## What you have to do:
Could you repeat the piece on Yemen and war from "When the Music" to "increasing every day.", swapping "Gulf despots" for "Gulf rulers"?

=== Excerpted text ===

Saturday, 5 March 2022

When the Music Stops: Yemen, Art and War

 

With world attention focused on Ukraine, Gulf despots are also getting away with wanton aggression- with British support,  For over half a decades the people in Yemen have known nothing but war.. More than half of Yemen’s population  continue to face the largest humanitarian crisis in the world, unable to access food for survival, and the rate of poverty and hunger is increasing every day.
Eight million Yemenis will likely lose all humanitarian aid in March unless urgent funds are delivered, United Nations officials have warned, amid an escalation in a long-running war that last month caused the highest toll in civilian casualties in at least three years.
 More than 650 civilians were killed or injured in January by air raids, shelling, small arms fire and other violence, “by far the highest toll in at least three years”, according to UN figures.
Yemen has been at war since 2014, when the Houthi rebels took control of much of the country’s north, including the capital, Sanaa, forcing the president to first flee to the south and then to Saudi Arabia. A Saudi-led military coalition entered the war in March 2015, backed by the United States with the aim of restoring President Abd-Rabbu Mansour Hadi to power.
As is the case in Ukraine, The world must not forget Yemen a crisis that continiues to threaten millions of lives , that shoes no signs of abating., Potential disruption to global wheat supplies after Russia's invasion of Ukraine is raising concerns that war-torn Yemen's hunger crisis and food price inflation could deepen, with some Yemenis rushing to buy flour.

=== Recorded data ===

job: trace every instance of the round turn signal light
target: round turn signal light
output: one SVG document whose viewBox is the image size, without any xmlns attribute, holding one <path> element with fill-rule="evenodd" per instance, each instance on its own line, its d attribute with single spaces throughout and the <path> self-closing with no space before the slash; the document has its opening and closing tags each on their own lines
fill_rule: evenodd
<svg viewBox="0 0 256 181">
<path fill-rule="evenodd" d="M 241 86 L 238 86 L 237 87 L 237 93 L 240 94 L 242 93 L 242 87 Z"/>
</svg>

===

## Answer to this task:
When the Music Stops: Yemen, Art and War

 

With world attention focused on Ukraine, Gulf rulers are also getting away with wanton aggression- with British support,  For over half a decades the people in Yemen have known nothing but war.. More than half of Yemen’s population  continue to face the largest humanitarian crisis in the world, unable to access food for survival, and the rate of poverty and hunger is increasing every day.